(What you are asked to do) Copy the stretch of the records from the start through the line containing "[[302, 230]]", keeping every line but scaling each answer's point coordinates by 0.3 and rounding to whole numbers, halves up, while the sample forms stay unchanged. Leave the pictures out of your answer.

========================================================================

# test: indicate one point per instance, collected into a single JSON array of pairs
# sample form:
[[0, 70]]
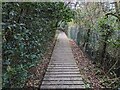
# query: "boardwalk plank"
[[62, 71]]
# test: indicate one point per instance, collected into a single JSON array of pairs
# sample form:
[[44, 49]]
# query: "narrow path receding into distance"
[[62, 71]]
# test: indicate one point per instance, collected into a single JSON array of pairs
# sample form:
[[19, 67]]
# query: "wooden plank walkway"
[[62, 71]]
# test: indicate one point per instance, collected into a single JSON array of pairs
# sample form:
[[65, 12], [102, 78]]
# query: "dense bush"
[[27, 28], [96, 30]]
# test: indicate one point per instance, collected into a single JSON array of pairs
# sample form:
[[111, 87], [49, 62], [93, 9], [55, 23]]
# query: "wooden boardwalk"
[[62, 71]]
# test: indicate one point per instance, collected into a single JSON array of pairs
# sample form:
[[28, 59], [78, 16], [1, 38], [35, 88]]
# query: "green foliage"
[[28, 29], [102, 42]]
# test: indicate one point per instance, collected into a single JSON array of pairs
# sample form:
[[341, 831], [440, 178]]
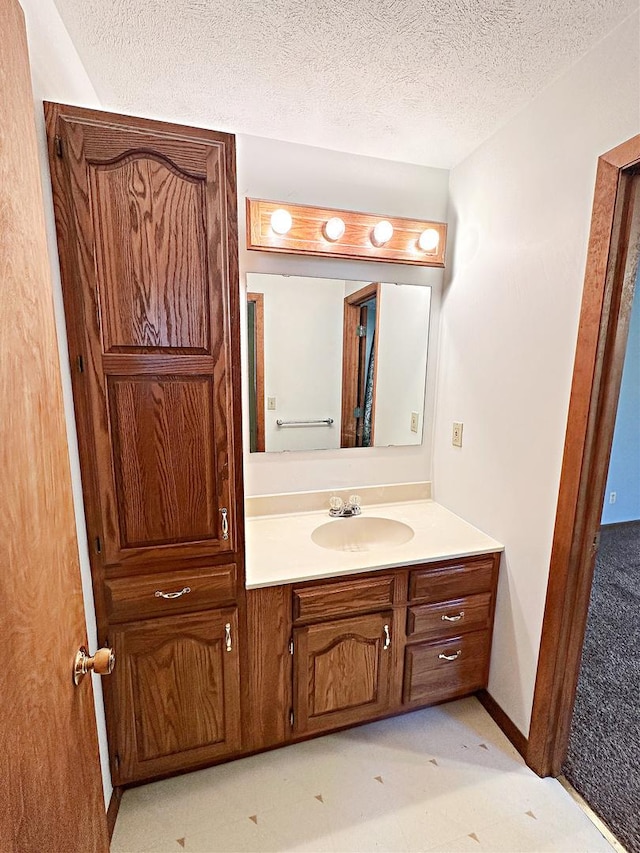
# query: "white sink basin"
[[361, 534]]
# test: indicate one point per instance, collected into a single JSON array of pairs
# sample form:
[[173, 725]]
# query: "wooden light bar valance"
[[302, 230]]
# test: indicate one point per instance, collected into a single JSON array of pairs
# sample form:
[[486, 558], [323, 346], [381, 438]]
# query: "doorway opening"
[[604, 741], [255, 338], [612, 263], [359, 366]]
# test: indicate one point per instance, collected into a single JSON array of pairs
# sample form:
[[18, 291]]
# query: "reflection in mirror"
[[335, 363]]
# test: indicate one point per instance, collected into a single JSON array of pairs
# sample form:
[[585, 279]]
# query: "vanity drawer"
[[443, 670], [335, 599], [472, 613], [454, 580], [134, 598]]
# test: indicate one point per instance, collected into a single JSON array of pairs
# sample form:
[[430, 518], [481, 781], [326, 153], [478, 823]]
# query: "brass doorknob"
[[101, 663]]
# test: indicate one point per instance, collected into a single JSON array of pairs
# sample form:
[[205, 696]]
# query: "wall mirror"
[[335, 363]]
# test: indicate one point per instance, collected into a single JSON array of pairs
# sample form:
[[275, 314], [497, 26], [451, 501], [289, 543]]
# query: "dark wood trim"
[[503, 721], [112, 811], [614, 524], [602, 335], [258, 301]]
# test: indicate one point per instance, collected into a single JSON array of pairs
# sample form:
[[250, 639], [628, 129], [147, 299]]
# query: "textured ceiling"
[[421, 81]]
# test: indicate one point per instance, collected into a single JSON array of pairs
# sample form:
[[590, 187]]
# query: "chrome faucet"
[[340, 509]]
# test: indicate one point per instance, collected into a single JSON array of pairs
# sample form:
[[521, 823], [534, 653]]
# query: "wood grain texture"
[[606, 307], [50, 787], [342, 671], [158, 202], [178, 692], [452, 580], [471, 613], [306, 235], [147, 231], [269, 688], [133, 598], [357, 595], [429, 678]]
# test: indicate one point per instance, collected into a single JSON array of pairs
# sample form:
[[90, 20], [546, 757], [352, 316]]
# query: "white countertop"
[[280, 549]]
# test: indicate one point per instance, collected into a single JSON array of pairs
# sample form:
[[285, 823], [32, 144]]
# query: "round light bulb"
[[428, 240], [333, 228], [382, 233], [281, 221]]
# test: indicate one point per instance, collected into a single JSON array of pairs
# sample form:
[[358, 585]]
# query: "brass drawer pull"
[[185, 591], [454, 656], [457, 618]]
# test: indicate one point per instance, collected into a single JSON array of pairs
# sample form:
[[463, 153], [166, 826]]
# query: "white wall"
[[299, 173], [402, 358], [58, 75], [522, 204]]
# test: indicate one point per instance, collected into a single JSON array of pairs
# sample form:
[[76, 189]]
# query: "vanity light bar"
[[326, 232]]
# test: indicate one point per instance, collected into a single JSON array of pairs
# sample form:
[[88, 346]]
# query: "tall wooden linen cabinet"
[[147, 233]]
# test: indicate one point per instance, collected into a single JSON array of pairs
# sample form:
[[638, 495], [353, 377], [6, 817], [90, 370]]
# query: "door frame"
[[353, 363], [257, 299], [602, 336]]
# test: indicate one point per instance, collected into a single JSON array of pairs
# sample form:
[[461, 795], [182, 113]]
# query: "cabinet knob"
[[101, 663], [457, 618], [225, 522]]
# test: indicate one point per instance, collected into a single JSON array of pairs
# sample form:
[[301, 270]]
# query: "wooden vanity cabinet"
[[146, 219], [342, 671], [333, 653], [176, 690], [451, 606]]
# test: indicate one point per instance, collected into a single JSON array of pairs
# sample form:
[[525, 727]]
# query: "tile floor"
[[442, 779]]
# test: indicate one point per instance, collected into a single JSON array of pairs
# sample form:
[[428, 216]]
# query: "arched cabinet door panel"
[[342, 671], [146, 219], [176, 686]]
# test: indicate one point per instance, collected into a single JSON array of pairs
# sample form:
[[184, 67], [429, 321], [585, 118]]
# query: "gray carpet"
[[603, 763]]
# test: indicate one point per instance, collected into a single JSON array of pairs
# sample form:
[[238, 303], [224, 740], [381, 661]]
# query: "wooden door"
[[354, 365], [50, 788], [177, 690], [146, 221], [342, 671]]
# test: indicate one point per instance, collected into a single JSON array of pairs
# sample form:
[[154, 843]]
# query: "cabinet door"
[[342, 671], [176, 688], [146, 221]]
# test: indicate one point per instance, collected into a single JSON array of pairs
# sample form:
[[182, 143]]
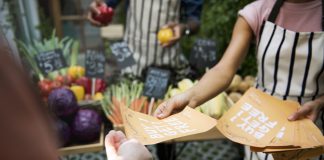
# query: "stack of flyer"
[[260, 121]]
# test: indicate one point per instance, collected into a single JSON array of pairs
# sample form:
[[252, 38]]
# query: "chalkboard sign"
[[203, 54], [50, 61], [156, 83], [122, 54], [95, 64]]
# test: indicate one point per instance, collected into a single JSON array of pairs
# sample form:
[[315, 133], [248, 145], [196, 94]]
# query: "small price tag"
[[50, 61], [95, 64], [156, 83], [122, 54], [203, 54]]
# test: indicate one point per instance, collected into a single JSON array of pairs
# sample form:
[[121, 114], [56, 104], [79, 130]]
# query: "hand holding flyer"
[[150, 130]]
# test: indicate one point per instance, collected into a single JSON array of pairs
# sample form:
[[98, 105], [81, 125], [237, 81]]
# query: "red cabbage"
[[62, 102], [86, 126], [64, 132]]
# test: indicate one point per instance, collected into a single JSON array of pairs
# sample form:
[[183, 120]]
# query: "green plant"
[[45, 26], [29, 51], [217, 21]]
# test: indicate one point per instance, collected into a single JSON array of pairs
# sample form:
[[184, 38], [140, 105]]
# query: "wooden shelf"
[[93, 147]]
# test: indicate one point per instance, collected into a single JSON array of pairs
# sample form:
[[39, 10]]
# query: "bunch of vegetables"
[[73, 124], [128, 94], [239, 85], [72, 77], [215, 107]]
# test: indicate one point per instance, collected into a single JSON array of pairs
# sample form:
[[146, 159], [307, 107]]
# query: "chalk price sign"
[[122, 54], [50, 61], [95, 64], [156, 83]]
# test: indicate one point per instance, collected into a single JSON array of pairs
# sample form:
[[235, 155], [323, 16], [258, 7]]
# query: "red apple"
[[105, 16]]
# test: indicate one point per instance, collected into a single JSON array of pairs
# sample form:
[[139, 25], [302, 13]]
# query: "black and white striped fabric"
[[144, 19], [290, 65]]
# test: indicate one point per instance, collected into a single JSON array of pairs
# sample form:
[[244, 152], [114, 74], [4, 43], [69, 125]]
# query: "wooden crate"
[[93, 147]]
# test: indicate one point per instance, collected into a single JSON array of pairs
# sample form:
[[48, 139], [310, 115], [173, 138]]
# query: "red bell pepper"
[[85, 82]]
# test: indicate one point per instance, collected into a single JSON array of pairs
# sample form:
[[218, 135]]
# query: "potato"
[[235, 83], [250, 80], [243, 86], [235, 96]]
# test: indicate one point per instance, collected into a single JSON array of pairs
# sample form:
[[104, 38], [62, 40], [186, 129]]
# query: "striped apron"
[[290, 64], [144, 19]]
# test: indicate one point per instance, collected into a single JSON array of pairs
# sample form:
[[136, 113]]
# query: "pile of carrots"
[[127, 94]]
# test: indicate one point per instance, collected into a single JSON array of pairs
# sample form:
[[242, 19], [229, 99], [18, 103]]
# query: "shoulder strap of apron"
[[275, 11], [323, 15], [276, 8]]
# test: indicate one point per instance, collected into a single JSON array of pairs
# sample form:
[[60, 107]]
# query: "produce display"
[[73, 124], [128, 94], [238, 86], [63, 89], [72, 77]]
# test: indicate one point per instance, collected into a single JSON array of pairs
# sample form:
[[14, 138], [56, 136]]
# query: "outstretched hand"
[[173, 105], [118, 147], [309, 110]]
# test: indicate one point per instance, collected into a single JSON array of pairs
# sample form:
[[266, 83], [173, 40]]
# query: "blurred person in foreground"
[[25, 128], [25, 132]]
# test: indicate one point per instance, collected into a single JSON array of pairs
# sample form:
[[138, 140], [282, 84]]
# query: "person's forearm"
[[212, 83], [320, 101], [192, 25], [219, 77]]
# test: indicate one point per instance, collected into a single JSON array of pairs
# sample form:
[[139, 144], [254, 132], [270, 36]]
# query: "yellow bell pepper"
[[78, 92], [98, 96], [76, 71]]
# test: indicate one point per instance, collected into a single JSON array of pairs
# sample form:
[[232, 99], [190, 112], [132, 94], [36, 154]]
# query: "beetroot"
[[64, 132], [62, 102], [86, 126]]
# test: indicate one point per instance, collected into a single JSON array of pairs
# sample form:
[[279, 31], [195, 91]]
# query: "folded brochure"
[[150, 130], [260, 121]]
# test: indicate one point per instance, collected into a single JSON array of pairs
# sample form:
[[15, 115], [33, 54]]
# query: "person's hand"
[[119, 148], [173, 105], [93, 10], [309, 110], [177, 29]]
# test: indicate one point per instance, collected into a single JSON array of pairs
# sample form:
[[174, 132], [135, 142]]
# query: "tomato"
[[165, 35], [105, 16]]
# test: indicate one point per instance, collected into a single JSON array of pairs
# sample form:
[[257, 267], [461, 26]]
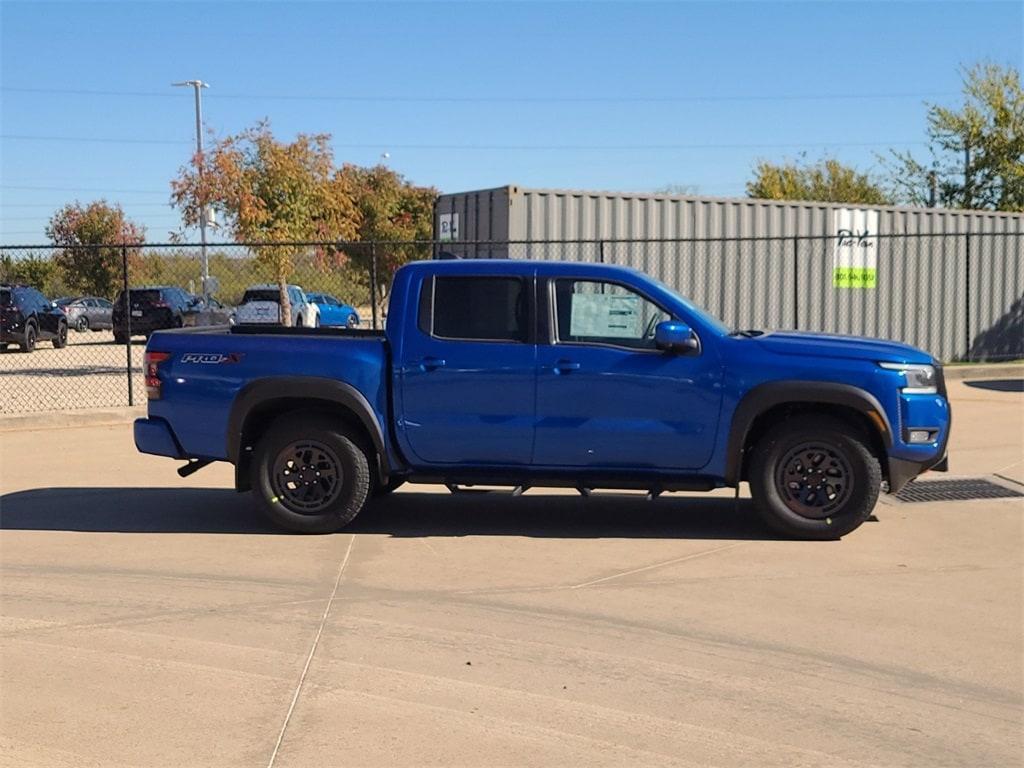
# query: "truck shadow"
[[401, 515]]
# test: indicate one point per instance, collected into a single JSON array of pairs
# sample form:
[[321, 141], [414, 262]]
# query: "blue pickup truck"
[[546, 374]]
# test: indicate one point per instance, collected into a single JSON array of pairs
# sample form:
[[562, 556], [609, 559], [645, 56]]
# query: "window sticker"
[[606, 315]]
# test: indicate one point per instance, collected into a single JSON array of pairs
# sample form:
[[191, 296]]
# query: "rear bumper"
[[156, 436]]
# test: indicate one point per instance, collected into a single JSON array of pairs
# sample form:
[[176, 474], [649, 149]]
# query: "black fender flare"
[[304, 387], [765, 396]]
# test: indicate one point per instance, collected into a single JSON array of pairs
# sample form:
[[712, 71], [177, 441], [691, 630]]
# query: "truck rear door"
[[467, 373]]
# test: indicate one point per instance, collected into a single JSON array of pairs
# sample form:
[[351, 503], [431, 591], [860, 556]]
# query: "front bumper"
[[156, 436], [922, 412]]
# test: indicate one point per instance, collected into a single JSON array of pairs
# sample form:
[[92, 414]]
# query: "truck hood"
[[850, 347]]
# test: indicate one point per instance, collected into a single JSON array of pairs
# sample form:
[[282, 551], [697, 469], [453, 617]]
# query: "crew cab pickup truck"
[[545, 374]]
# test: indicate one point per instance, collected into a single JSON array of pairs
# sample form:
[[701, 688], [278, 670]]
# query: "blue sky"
[[625, 96]]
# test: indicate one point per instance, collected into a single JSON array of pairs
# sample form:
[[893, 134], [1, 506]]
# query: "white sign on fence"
[[856, 249], [448, 226]]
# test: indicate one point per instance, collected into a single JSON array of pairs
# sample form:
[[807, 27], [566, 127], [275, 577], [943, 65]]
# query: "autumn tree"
[[89, 239], [270, 192], [392, 212], [826, 180], [976, 151]]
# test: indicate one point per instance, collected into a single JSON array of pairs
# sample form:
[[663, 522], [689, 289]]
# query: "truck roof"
[[517, 266]]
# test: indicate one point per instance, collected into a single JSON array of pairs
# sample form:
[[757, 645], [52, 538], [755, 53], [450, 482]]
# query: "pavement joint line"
[[657, 565], [312, 650]]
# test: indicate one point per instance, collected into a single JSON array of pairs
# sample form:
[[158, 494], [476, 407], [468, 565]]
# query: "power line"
[[47, 205], [82, 188], [497, 99], [91, 139], [503, 147]]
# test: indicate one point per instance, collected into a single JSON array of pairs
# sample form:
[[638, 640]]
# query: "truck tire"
[[309, 475], [814, 477]]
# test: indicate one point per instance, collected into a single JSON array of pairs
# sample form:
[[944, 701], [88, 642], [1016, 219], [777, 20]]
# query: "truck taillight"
[[152, 364]]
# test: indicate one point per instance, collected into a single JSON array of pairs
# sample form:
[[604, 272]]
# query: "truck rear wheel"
[[814, 477], [309, 475]]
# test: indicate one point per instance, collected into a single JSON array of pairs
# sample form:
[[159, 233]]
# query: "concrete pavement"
[[148, 620]]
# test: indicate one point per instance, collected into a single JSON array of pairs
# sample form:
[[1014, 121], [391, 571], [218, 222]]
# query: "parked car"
[[28, 316], [260, 304], [211, 311], [87, 312], [334, 312], [541, 374], [154, 308]]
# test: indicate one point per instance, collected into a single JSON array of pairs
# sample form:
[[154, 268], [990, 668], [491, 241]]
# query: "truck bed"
[[208, 370]]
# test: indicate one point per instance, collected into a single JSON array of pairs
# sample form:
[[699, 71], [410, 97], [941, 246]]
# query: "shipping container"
[[947, 281]]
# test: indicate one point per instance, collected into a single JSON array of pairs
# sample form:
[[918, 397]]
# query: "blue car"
[[532, 374], [333, 311]]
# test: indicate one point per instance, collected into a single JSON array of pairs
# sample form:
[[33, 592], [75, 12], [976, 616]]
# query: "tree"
[[827, 181], [976, 152], [392, 212], [90, 238], [270, 192]]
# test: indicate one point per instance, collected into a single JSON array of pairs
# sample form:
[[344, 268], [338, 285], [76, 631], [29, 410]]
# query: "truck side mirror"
[[673, 336]]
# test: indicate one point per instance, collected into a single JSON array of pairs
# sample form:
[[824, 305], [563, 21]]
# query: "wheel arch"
[[771, 403], [260, 402]]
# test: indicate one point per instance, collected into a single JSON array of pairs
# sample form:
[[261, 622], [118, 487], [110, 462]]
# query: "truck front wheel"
[[814, 477], [308, 475]]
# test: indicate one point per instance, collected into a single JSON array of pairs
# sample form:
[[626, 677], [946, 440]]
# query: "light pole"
[[198, 85]]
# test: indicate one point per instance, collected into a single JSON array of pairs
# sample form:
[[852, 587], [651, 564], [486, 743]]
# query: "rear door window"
[[491, 308]]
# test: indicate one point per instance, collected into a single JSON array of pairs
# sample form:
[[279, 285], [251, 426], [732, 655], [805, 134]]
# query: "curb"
[[984, 371], [69, 419]]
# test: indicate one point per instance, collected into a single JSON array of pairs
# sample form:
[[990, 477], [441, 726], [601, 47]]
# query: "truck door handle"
[[431, 364]]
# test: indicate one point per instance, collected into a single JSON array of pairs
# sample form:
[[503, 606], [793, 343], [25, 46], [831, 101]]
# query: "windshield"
[[260, 294], [145, 296]]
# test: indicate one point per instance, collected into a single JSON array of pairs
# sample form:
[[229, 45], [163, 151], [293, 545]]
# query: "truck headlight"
[[918, 379]]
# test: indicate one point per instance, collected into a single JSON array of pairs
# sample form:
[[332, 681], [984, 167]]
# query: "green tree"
[[89, 239], [826, 181], [392, 212], [976, 151], [270, 192]]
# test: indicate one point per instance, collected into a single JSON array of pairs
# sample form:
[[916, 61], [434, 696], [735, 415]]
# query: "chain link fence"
[[960, 297]]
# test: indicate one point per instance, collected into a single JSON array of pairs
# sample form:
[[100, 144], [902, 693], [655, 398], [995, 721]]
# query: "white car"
[[260, 304]]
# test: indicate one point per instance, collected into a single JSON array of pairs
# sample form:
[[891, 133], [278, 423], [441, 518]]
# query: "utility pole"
[[198, 85], [968, 192]]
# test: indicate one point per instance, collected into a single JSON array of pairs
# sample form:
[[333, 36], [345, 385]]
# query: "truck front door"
[[607, 397], [468, 372]]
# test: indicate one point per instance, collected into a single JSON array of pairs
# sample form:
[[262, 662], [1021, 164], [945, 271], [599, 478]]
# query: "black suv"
[[154, 308], [27, 316]]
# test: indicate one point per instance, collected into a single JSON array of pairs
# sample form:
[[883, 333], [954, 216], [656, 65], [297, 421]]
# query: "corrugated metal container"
[[950, 282]]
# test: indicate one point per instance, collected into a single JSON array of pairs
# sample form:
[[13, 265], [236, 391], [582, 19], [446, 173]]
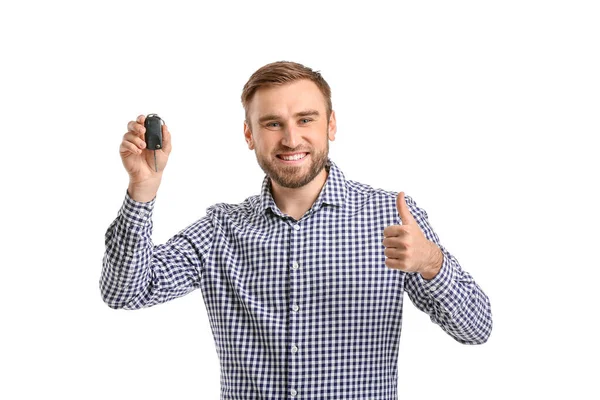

========================================================================

(Response to this exercise)
# test: indicate one point per instance, collected into a single JSON array of pairs
# sample form:
[[0, 70]]
# query: "boardwalk plank"
[[19, 21]]
# test: indicate one point per instance, collected into a single JSON array of pairs
# sample form:
[[44, 49]]
# query: "narrow path receding into distance"
[[19, 21]]
# test: indicate one point per instance, collected into a single JSON array of pairs
# sample form:
[[19, 67]]
# query: "wooden plank walkway"
[[19, 21]]
# test: indicate one point per instance, collected into a single JSON array of pairs
# sample form:
[[65, 12], [102, 78]]
# query: "dense bush"
[[8, 8], [29, 9]]
# test: indicate one point per instance, collected into a single JSON array of pairs
# sample form:
[[111, 87], [49, 62], [93, 9], [55, 23]]
# query: "wooden boardwalk"
[[19, 21]]
# test: indicate one point per instance, collected into a single JSON array of pairs
# sample form:
[[28, 59], [78, 16], [1, 38], [35, 88]]
# query: "green foliage"
[[8, 9], [31, 13]]
# test: indicate one point per instance, collected into a single JSON array of pairs
# sample form:
[[341, 831], [440, 178]]
# query: "white sink basin"
[[108, 160]]
# test: indicate one point per instance, collected into a single JSON array of pairs
# sample form:
[[173, 725]]
# query: "wooden light bar valance"
[[91, 69]]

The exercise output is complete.